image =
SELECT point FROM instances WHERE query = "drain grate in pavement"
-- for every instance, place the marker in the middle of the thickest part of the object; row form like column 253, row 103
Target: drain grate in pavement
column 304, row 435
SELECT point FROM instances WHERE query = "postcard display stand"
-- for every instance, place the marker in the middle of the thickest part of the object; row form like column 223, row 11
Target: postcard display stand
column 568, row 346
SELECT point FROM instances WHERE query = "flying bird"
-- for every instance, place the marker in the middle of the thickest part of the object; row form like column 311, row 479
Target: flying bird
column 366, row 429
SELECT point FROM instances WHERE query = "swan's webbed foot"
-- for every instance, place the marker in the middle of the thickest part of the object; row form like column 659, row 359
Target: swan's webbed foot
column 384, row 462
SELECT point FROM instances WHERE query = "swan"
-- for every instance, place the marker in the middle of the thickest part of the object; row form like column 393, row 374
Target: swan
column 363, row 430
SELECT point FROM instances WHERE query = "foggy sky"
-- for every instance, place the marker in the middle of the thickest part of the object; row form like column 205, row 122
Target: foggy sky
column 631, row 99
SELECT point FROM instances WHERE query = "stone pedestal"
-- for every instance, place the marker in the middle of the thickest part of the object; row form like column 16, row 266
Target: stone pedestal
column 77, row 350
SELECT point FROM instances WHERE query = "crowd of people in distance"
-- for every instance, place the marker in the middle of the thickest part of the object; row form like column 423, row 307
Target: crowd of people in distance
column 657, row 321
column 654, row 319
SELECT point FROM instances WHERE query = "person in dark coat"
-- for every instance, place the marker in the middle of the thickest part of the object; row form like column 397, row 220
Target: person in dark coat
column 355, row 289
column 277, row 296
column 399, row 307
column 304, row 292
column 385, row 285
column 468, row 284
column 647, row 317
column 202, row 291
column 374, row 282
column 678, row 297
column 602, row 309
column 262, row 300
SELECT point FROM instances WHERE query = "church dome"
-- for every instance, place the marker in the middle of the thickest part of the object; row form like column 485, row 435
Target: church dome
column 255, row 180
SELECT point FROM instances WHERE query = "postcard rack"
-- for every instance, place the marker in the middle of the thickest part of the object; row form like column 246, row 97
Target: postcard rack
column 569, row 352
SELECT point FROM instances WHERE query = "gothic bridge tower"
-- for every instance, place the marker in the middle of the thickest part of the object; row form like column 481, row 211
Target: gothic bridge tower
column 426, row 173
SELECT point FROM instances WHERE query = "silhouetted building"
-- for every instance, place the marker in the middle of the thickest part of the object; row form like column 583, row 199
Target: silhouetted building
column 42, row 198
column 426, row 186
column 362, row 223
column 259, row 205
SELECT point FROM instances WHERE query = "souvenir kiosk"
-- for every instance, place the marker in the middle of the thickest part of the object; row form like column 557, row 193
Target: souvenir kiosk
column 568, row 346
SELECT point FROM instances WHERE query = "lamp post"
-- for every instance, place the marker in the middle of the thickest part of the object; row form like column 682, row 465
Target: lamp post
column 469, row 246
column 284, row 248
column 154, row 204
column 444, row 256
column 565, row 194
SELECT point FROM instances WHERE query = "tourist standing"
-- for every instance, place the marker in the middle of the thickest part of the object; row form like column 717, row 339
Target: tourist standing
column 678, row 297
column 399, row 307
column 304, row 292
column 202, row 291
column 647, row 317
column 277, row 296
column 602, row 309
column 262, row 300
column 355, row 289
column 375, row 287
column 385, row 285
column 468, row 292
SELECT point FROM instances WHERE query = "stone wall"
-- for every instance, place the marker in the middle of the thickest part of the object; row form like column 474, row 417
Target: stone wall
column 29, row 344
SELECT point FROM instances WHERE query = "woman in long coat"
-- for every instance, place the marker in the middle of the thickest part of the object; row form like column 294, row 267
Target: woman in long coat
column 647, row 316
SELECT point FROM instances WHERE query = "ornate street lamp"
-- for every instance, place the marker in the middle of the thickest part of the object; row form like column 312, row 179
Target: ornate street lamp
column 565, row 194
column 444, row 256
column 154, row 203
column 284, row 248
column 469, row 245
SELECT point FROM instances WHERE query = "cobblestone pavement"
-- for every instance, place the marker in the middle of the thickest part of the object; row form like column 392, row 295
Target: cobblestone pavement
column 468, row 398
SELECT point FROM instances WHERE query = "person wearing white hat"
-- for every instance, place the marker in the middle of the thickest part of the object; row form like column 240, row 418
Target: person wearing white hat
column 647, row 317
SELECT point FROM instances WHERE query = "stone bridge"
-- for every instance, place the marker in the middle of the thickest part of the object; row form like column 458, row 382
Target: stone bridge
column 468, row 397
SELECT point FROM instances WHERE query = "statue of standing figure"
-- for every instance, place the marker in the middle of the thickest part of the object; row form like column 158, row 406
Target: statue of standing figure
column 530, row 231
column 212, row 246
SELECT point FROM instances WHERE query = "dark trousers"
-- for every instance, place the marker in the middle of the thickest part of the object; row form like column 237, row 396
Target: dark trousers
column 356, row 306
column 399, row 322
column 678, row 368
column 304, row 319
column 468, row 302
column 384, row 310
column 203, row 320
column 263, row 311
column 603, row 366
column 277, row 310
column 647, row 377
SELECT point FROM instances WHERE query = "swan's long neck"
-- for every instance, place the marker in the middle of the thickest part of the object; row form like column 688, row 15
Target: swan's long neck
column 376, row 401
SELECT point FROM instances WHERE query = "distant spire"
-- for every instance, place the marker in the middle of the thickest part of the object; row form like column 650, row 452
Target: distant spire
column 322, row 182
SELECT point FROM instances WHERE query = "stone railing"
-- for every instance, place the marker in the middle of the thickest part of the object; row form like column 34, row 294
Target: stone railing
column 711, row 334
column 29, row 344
◆ ◆ ◆
- [EXERCISE AIM]:
Could you return the listing above verbatim, starting at its first line and stopping after the line that contains "column 654, row 319", with that line included and nothing past it?

- [EXPECTED ANSWER]:
image =
SELECT point FROM instances WHERE query = "drain grate in pavement"
-- for every instance, place the marker in the middle of the thickest part of the object; row form like column 253, row 103
Target: drain grate in pavement
column 304, row 435
SELECT point FROM instances WHERE query = "postcard display stand"
-- for every instance, place the marker in the middle of the thickest part of the object; row form like column 223, row 11
Target: postcard display stand
column 568, row 346
SELECT point FROM instances WHERE query = "flying bird"
-- for every instance, place the marker in the middle of the thickest part of the object; row form like column 311, row 479
Target: flying bird
column 366, row 429
SELECT point FROM instances WHERE query = "swan's webbed foot"
-- for every instance, place the marker in the middle of the thickest part of the object; row form like column 659, row 359
Target: swan's webbed foot
column 384, row 462
SELECT point FROM instances WHERE query = "swan"
-- for every instance, place the marker in the middle of the thickest part of the object; row form like column 393, row 374
Target: swan
column 363, row 430
SELECT point FROM instances WHERE query = "foggy sky"
-- for every instance, place the marker in the middle of the thickest part of the object; row form like column 205, row 122
Target: foggy sky
column 631, row 99
SELECT point FROM instances WHERE query = "stone pedestal"
-- for every instance, place the marker in the middle of the thickest part of the object; row form like column 16, row 266
Target: stone pedestal
column 77, row 350
SELECT point FROM instances WHERE query = "crowd of people in distance"
-- for every instance, place the marker in the middle of the thickest part of the object; row form like column 423, row 307
Target: crowd of people in distance
column 657, row 321
column 654, row 319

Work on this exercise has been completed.